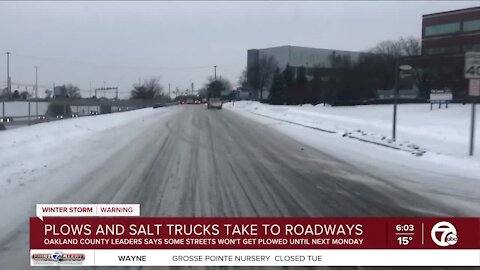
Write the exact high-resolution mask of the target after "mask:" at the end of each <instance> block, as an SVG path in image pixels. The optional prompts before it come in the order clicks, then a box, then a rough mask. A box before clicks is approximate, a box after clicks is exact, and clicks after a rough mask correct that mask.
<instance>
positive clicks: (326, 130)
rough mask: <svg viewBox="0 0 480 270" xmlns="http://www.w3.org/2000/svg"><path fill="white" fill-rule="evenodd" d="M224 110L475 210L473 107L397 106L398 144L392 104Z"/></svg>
mask: <svg viewBox="0 0 480 270" xmlns="http://www.w3.org/2000/svg"><path fill="white" fill-rule="evenodd" d="M224 108H225V109H228V110H232V111H234V112H236V113H240V114H242V115H244V116H246V117H248V118H251V119H253V120H255V121H258V122H260V123H263V124H265V125H269V126H271V127H272V128H273V129H275V130H277V131H280V132H282V133H284V134H286V135H288V136H290V137H292V138H293V139H295V140H297V141H300V142H302V143H305V144H307V145H310V146H312V147H314V148H317V149H319V150H321V151H322V152H324V153H328V154H330V155H332V156H333V157H336V158H338V159H341V160H344V161H346V162H348V163H351V164H353V165H355V166H356V167H358V168H360V169H363V170H364V171H366V172H370V173H371V174H372V175H375V176H376V177H380V178H381V179H385V181H387V182H388V183H389V184H391V185H398V186H402V187H407V188H409V189H410V190H412V191H413V192H417V193H420V194H423V195H424V196H427V197H429V198H431V199H434V200H438V201H441V202H444V203H445V202H447V203H451V204H452V205H456V206H457V208H458V209H459V210H461V212H464V213H465V214H466V215H475V214H476V215H478V214H480V158H479V156H480V140H479V138H480V134H477V139H476V145H477V154H476V156H474V157H470V156H468V132H469V130H468V128H469V120H470V109H471V106H467V105H465V106H463V105H461V104H451V105H450V106H449V109H448V110H446V109H442V110H438V109H435V110H433V111H430V108H429V105H426V104H415V105H411V104H409V105H400V106H399V110H398V113H399V122H398V127H397V128H398V133H397V134H398V137H397V138H398V139H399V140H398V141H397V142H396V143H388V142H387V141H388V138H391V128H392V126H391V118H392V105H368V106H352V107H323V105H317V106H312V105H304V106H272V105H267V104H261V103H258V102H252V101H240V102H235V103H234V104H233V103H227V104H224ZM477 119H478V117H477ZM479 124H480V122H477V125H479ZM305 126H307V127H305ZM311 127H313V128H319V129H323V130H326V131H332V132H334V133H328V132H322V131H319V130H317V129H312V128H311ZM357 130H361V131H362V132H355V131H357ZM349 132H352V133H353V134H354V135H355V136H356V137H359V138H362V139H365V140H366V141H370V142H375V143H384V144H386V145H389V146H392V145H393V146H398V145H399V144H402V145H403V146H405V145H417V146H419V148H420V149H425V150H426V152H425V153H422V154H421V155H419V156H417V155H414V154H412V153H411V152H410V151H399V150H394V149H392V148H388V147H382V146H379V145H376V144H372V143H366V142H363V141H359V140H356V139H351V138H348V136H347V137H346V136H344V135H345V134H346V133H347V134H348V133H349ZM382 137H385V139H384V140H381V138H382ZM405 149H407V150H411V148H405ZM405 149H404V150H405Z"/></svg>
###
The problem :: Could you give the material above again, exactly and without its pictures?

Written response ::
Write the exact high-resolution mask of the target after "mask:" at the end of each <instance> block, as an SVG path in image pixels. The optional prompts before it come in the order clicks, then a box, then a rough mask. A box before clicks is approximate, a box after clicks is exact, and clicks after a rough mask correct that mask.
<instance>
positive clicks: (326, 130)
rough mask: <svg viewBox="0 0 480 270" xmlns="http://www.w3.org/2000/svg"><path fill="white" fill-rule="evenodd" d="M224 110L475 210L473 107L397 106L398 144L392 104Z"/></svg>
mask: <svg viewBox="0 0 480 270" xmlns="http://www.w3.org/2000/svg"><path fill="white" fill-rule="evenodd" d="M224 108H225V109H228V110H232V111H234V112H236V113H240V114H242V115H244V116H246V117H248V118H251V119H253V120H255V121H258V122H260V123H263V124H265V125H269V126H271V127H272V128H273V129H275V130H277V131H280V132H282V133H284V134H286V135H288V136H290V137H292V138H293V139H295V140H297V141H300V142H302V143H305V144H307V145H310V146H312V147H314V148H317V149H319V150H321V151H322V152H324V153H328V154H330V155H332V156H333V157H336V158H338V159H341V160H344V161H346V162H348V163H351V164H353V165H355V166H356V167H358V168H360V169H363V170H364V171H366V172H370V173H371V174H372V175H375V176H376V177H380V178H381V179H385V181H387V182H388V183H389V184H391V185H398V186H402V187H407V188H409V189H410V190H412V191H413V192H417V193H420V194H423V195H424V196H427V197H429V198H431V199H434V200H438V201H441V202H444V203H445V202H447V203H451V204H452V205H456V206H457V208H458V209H459V210H461V212H464V213H465V214H466V215H475V214H476V215H478V214H480V158H479V156H480V140H479V138H480V134H477V139H476V145H477V154H476V156H474V157H470V156H468V132H469V130H468V128H469V120H470V109H471V106H467V105H465V106H463V105H461V104H451V105H450V106H449V109H448V110H446V109H442V110H438V109H435V110H433V111H430V108H429V105H426V104H415V105H411V104H409V105H400V106H399V110H398V113H399V122H398V127H397V128H398V133H397V134H398V137H397V138H398V139H399V140H398V141H397V142H396V143H388V142H387V141H388V138H391V128H392V126H391V118H392V105H368V106H352V107H323V105H317V106H312V105H304V106H272V105H267V104H261V103H258V102H252V101H240V102H235V103H234V104H233V103H227V104H224ZM477 119H478V117H477ZM479 124H480V122H477V125H479ZM305 126H307V127H305ZM311 127H313V128H319V129H323V130H326V131H332V132H334V133H328V132H322V131H319V130H317V129H312V128H311ZM357 130H361V131H362V132H355V131H357ZM349 132H352V133H353V134H354V135H355V136H356V137H359V138H362V139H365V140H366V141H370V142H375V143H384V144H386V145H389V146H392V145H393V146H398V145H399V144H402V145H403V146H405V145H417V146H419V148H420V149H425V150H426V152H425V153H422V154H421V155H419V156H417V155H414V154H412V153H411V152H410V151H399V150H394V149H392V148H388V147H382V146H379V145H376V144H372V143H366V142H363V141H359V140H356V139H351V138H348V136H347V137H346V136H344V135H345V134H346V133H347V134H348V133H349ZM382 137H385V139H384V140H381V138H382ZM405 149H407V150H411V148H405ZM405 149H404V150H405Z"/></svg>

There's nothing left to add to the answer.